_PROBLEM STATEMENT_
Reproduce verbatim the portion of the records that begins with the line containing "Where can the tire sidewall" and ends with the line containing "x=331, y=408", including both of those lines.

_EXTRACTED ENTRIES_

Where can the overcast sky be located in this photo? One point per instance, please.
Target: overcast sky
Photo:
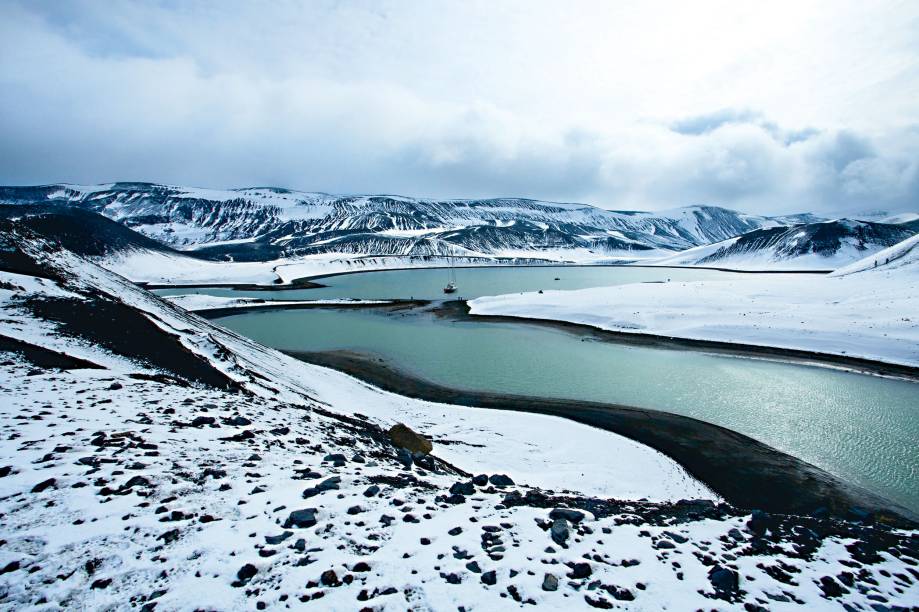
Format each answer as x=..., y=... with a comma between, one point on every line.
x=760, y=106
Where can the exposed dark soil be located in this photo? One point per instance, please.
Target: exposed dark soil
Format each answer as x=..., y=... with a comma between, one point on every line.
x=393, y=305
x=746, y=473
x=42, y=357
x=125, y=331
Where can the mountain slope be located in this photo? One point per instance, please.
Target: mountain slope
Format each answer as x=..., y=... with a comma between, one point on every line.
x=901, y=259
x=816, y=246
x=267, y=223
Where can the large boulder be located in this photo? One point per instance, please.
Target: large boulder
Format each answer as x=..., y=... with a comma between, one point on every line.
x=403, y=437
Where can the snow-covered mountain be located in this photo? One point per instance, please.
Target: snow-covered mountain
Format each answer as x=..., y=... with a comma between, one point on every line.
x=267, y=223
x=154, y=458
x=825, y=245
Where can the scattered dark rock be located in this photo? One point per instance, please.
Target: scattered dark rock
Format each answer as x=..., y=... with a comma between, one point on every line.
x=275, y=540
x=572, y=516
x=45, y=484
x=246, y=573
x=403, y=436
x=580, y=570
x=301, y=518
x=12, y=566
x=329, y=578
x=201, y=421
x=559, y=531
x=463, y=488
x=501, y=480
x=329, y=484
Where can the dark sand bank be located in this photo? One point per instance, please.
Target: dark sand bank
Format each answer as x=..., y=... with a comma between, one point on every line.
x=745, y=472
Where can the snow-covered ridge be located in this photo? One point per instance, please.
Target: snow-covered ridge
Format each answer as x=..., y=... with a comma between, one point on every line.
x=825, y=245
x=264, y=223
x=902, y=257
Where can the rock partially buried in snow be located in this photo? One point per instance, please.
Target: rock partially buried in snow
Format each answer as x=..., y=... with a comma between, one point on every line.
x=559, y=531
x=572, y=516
x=403, y=437
x=725, y=581
x=501, y=480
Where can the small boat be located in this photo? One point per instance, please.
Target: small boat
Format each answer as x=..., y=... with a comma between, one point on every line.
x=451, y=279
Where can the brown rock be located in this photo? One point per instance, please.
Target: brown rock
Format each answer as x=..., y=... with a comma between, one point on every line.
x=403, y=437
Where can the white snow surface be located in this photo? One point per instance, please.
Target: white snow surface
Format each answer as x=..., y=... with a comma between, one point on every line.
x=873, y=314
x=194, y=302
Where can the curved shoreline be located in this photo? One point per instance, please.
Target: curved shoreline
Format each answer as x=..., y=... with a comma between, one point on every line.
x=459, y=311
x=307, y=282
x=745, y=472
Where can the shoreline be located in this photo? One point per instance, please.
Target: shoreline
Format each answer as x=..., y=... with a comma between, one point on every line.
x=745, y=472
x=459, y=310
x=307, y=282
x=224, y=311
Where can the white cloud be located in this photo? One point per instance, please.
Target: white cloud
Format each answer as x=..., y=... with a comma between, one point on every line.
x=767, y=108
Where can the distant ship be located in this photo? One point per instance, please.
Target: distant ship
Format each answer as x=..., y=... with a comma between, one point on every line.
x=451, y=279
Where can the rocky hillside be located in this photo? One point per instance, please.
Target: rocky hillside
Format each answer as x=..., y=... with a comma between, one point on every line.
x=153, y=460
x=826, y=245
x=266, y=223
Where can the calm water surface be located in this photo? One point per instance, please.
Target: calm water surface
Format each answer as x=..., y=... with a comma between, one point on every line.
x=862, y=428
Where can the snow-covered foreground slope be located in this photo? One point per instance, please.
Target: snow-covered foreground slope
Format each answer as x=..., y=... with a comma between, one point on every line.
x=826, y=245
x=180, y=466
x=872, y=314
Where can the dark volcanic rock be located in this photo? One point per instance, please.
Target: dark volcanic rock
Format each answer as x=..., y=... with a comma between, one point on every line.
x=559, y=531
x=463, y=488
x=572, y=516
x=580, y=570
x=501, y=480
x=45, y=484
x=274, y=540
x=301, y=518
x=726, y=582
x=329, y=484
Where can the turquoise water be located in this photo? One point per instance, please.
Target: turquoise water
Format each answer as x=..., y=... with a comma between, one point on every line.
x=861, y=428
x=473, y=282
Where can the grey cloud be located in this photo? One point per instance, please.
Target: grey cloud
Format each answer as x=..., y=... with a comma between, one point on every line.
x=703, y=124
x=87, y=110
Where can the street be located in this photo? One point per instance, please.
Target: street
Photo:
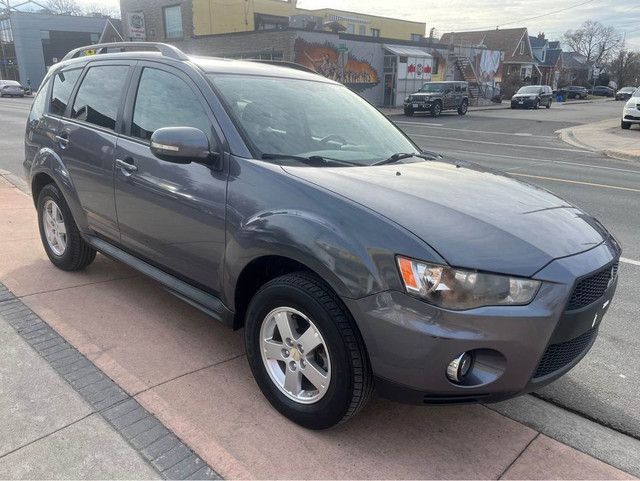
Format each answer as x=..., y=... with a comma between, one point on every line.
x=605, y=385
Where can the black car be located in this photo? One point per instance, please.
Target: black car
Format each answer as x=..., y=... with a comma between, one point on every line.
x=573, y=92
x=625, y=93
x=532, y=96
x=603, y=91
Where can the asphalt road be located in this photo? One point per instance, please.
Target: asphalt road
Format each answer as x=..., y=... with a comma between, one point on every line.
x=605, y=386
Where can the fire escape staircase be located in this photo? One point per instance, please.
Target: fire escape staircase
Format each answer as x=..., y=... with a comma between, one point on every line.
x=468, y=73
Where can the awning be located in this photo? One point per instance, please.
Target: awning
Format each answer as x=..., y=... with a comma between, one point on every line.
x=406, y=51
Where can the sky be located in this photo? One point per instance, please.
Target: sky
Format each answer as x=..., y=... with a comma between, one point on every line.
x=458, y=15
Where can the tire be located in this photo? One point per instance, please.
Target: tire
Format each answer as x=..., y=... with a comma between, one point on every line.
x=67, y=251
x=436, y=109
x=304, y=303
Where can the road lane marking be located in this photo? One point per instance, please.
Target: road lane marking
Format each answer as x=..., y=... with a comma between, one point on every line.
x=629, y=261
x=555, y=179
x=548, y=161
x=502, y=144
x=477, y=131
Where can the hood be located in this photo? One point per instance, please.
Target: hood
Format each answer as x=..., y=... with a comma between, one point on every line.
x=473, y=217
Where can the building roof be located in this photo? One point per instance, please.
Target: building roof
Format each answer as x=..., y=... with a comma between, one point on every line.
x=506, y=40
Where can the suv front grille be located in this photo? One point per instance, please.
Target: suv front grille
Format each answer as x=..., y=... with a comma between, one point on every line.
x=592, y=288
x=559, y=355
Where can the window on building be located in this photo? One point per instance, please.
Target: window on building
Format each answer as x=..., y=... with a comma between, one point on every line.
x=99, y=95
x=173, y=22
x=63, y=84
x=160, y=92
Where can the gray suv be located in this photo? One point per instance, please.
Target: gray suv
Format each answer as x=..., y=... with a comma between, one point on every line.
x=434, y=97
x=279, y=201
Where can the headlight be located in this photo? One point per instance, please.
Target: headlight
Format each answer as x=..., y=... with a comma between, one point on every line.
x=460, y=289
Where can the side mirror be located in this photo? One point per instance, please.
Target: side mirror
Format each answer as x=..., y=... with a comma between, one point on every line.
x=183, y=145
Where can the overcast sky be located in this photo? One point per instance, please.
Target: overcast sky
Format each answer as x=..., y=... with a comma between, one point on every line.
x=457, y=15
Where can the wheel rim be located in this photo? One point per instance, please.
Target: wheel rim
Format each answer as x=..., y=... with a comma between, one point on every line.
x=295, y=355
x=54, y=228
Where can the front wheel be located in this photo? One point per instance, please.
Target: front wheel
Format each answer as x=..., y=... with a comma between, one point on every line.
x=306, y=353
x=60, y=236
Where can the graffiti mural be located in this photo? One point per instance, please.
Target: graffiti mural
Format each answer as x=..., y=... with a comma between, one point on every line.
x=337, y=65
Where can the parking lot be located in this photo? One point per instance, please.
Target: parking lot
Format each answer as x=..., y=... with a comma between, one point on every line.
x=193, y=375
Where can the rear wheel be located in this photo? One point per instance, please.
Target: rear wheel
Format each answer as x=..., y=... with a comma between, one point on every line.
x=60, y=236
x=306, y=353
x=436, y=109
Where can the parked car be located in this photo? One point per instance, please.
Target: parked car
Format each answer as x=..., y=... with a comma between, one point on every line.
x=573, y=92
x=532, y=96
x=11, y=88
x=625, y=93
x=278, y=200
x=631, y=111
x=434, y=97
x=603, y=91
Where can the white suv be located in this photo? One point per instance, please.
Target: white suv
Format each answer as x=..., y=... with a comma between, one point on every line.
x=631, y=111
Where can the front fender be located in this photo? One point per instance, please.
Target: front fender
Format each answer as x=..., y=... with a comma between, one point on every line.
x=48, y=162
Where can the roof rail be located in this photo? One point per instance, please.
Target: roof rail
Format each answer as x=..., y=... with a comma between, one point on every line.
x=282, y=63
x=165, y=49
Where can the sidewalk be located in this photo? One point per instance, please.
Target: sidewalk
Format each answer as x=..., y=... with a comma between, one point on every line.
x=173, y=363
x=605, y=137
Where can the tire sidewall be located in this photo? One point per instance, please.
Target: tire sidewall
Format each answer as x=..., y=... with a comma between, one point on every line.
x=52, y=192
x=331, y=408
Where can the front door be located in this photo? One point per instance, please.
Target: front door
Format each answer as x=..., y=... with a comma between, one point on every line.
x=171, y=215
x=86, y=139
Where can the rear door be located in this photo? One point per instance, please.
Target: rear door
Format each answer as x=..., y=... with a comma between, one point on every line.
x=86, y=137
x=170, y=215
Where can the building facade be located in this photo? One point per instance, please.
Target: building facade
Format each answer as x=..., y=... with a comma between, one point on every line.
x=30, y=43
x=184, y=19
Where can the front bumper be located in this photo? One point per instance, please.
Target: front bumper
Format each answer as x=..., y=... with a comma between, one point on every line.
x=410, y=343
x=524, y=102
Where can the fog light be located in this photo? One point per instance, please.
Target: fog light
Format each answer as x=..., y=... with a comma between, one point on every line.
x=459, y=367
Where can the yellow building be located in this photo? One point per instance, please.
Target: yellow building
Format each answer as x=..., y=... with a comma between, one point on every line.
x=228, y=16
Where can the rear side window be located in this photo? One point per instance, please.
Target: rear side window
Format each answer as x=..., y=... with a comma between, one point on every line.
x=99, y=95
x=63, y=83
x=165, y=100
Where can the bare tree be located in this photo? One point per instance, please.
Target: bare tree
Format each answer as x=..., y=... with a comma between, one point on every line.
x=625, y=68
x=593, y=40
x=64, y=7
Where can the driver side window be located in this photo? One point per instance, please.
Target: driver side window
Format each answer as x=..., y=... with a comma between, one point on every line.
x=165, y=100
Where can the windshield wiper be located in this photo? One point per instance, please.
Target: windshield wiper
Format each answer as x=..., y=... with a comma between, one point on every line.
x=315, y=160
x=400, y=156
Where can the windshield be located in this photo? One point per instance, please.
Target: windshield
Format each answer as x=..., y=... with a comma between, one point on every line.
x=430, y=87
x=304, y=118
x=530, y=90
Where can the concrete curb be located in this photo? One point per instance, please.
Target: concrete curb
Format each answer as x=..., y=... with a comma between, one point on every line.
x=168, y=455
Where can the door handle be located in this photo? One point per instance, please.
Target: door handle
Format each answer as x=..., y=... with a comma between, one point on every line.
x=127, y=166
x=63, y=140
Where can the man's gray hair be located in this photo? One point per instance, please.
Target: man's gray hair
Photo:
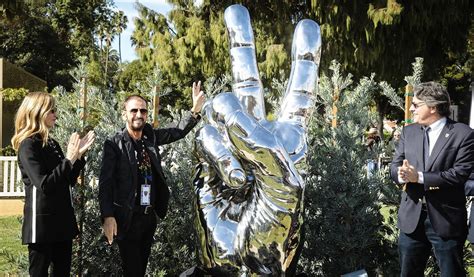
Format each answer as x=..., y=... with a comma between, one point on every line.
x=434, y=95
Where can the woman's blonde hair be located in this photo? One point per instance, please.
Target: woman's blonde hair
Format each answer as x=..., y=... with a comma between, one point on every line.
x=31, y=118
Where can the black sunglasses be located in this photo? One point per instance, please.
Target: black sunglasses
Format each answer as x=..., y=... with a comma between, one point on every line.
x=419, y=104
x=136, y=111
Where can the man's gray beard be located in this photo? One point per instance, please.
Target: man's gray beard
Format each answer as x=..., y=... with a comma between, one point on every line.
x=137, y=128
x=133, y=128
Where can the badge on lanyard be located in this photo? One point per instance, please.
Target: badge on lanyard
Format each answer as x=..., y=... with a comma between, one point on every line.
x=145, y=199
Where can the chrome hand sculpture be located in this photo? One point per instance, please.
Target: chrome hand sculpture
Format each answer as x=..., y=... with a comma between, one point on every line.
x=249, y=188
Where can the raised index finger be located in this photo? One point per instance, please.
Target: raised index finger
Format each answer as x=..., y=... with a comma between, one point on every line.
x=247, y=85
x=305, y=56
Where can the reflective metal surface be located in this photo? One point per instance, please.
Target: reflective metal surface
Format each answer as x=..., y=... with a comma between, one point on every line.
x=249, y=185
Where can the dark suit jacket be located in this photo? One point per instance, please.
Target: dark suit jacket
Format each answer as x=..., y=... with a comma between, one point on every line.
x=118, y=178
x=449, y=166
x=48, y=177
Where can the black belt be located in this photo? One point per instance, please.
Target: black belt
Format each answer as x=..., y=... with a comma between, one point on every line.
x=143, y=209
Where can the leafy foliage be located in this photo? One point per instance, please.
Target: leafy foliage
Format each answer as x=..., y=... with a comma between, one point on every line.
x=344, y=228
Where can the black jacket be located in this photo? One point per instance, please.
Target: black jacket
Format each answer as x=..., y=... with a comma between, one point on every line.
x=449, y=166
x=118, y=178
x=48, y=177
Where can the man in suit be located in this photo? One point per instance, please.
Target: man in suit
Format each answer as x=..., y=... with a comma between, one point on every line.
x=132, y=186
x=434, y=158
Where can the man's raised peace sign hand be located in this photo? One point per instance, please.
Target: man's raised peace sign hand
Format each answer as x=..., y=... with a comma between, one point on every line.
x=249, y=191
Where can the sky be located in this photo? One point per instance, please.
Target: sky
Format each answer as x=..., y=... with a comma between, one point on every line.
x=127, y=6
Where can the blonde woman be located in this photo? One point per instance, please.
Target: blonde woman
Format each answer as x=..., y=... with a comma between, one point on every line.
x=49, y=223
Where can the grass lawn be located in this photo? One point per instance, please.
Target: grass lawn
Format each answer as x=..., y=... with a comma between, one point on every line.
x=12, y=252
x=385, y=211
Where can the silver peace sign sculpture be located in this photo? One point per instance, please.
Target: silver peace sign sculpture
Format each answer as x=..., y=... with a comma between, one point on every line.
x=248, y=184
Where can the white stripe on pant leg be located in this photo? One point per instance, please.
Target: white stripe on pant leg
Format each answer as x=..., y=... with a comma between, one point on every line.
x=33, y=218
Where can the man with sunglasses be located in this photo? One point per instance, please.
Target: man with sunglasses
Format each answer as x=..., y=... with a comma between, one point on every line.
x=132, y=186
x=433, y=160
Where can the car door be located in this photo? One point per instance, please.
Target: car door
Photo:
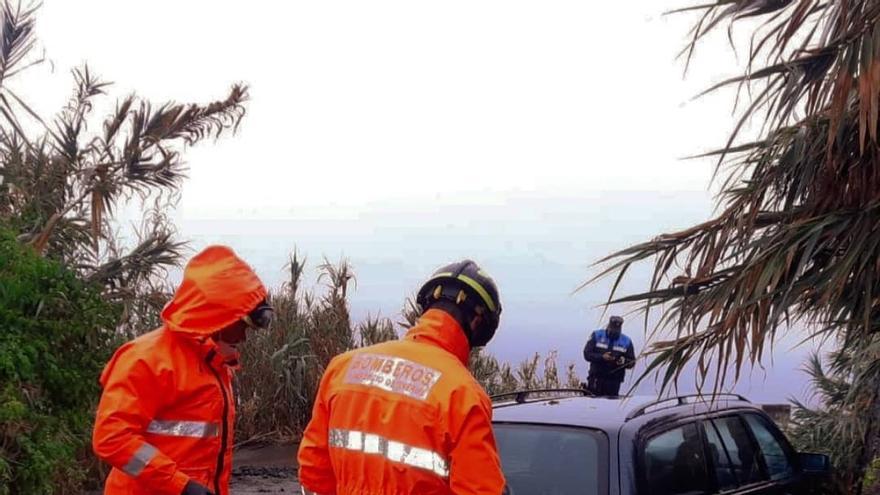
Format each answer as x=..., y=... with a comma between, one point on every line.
x=745, y=457
x=778, y=455
x=672, y=461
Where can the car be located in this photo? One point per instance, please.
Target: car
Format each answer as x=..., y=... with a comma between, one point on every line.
x=568, y=442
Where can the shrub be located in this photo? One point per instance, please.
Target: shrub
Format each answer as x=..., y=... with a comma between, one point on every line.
x=55, y=335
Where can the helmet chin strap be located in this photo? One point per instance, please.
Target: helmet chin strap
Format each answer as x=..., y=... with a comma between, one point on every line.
x=226, y=351
x=456, y=312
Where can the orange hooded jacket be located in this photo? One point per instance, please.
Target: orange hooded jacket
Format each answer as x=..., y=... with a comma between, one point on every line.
x=167, y=411
x=402, y=417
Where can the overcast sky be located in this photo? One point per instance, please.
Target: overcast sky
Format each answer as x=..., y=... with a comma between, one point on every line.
x=533, y=136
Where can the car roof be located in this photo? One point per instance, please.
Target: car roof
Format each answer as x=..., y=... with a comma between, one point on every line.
x=560, y=408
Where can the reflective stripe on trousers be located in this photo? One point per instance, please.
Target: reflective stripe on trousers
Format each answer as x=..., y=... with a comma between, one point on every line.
x=192, y=429
x=140, y=459
x=391, y=450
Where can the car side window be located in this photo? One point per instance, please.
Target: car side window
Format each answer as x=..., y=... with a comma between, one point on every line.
x=675, y=464
x=776, y=457
x=739, y=450
x=719, y=459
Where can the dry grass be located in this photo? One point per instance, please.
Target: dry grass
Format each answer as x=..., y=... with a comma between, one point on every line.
x=281, y=369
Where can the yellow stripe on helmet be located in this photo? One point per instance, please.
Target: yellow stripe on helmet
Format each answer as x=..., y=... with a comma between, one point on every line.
x=473, y=284
x=480, y=290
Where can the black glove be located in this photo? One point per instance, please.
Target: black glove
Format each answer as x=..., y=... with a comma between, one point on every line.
x=195, y=488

_FULL ANSWER_
Where can the tire sidewall be located in this photo? One point per instance, please.
Target: tire sidewall
Format each answer as x=..., y=... with a comma between, one point on every line.
x=52, y=192
x=331, y=408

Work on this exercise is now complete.